= GOALS =
1 > Below is a thread on vehicle-use liability. Write out every word or phrase that it places inside quotation marks.
2 > The thread below says that you sign a "POMV Waiver" for a reason. Explain that reason in one to three sentences, using only what the thread says.

= EXCERPT =

━━━━━━━━━━━━━━━━

If your bored or want to see just what is going on south of the border, have a read at this one, it may be a better reference (I believe that "tort" law within the context of this article may not apply within Canada...  http://digitalarchive.gsu.edu/cgi/viewcontent.cgi?article=1320&context=gsulr&sei-redir=1&referer=http%3A%2F%2Fwww.google.ca%2Furl%3Fsa%3Dt%26rct%3Dj%26q%3Dmilitary%2520liability%26source%3Dweb%26cd%3D5%26ved%3D0CD0QFjAE%26url%3Dhttp%253A%252F%252Fdigitalarchive.gsu.edu%252Fcgi%252Fviewcontent.cgi%253Farticle%253D1320%2526context%253Dgsulr%26ei%3Dp2eTT6i_DKWM6QG3uaC8BA%26usg%3DAFQjCNHNfsk1FP31QoOkKEvR1LqljQUPaA#search=%22military%20liability%22


----------



## DAA (22 Apr 2012)

And one last stab at the cat regarding "Liability"..........

You sign a "POMV Waiver" for a reason! (ie; emphasise on WAIVER)   DND does not and will not order you to utilize POMV for Government Authorized Travel, they will, however, "authorize" you to utilize POMV but ONLY if you sign the waiver.  That "waiver" absolves DND of any responsibility and subsequent claims should anything happen.  If you want an eye opener, call your auto insurance company and ask them if you have coverage should you be involved in an accident while you are travelling on "Government Business" from your home to your tasking location?   You may very well be surprised with the answer.......

━━━━━━━━━━━━━━━━

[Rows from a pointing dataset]
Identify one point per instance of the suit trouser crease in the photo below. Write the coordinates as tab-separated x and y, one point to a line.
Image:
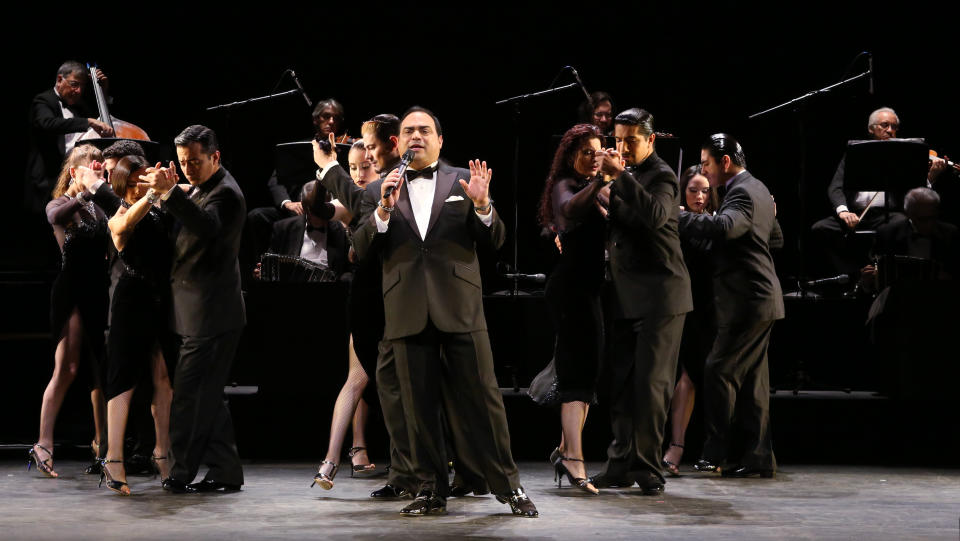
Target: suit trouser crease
201	428
737	386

━━━━━━━━━━━━━━━━

= SOLUTIONS TO EACH TASK =
1 >
"tort"
"Liability"
"POMV Waiver"
"authorize"
"waiver"
"Government Business"

2 > DND will never order you to use POMV for Government Authorized Travel. It will authorize it only if you sign the waiver. The waiver frees DND from any responsibility and from later claims should anything happen.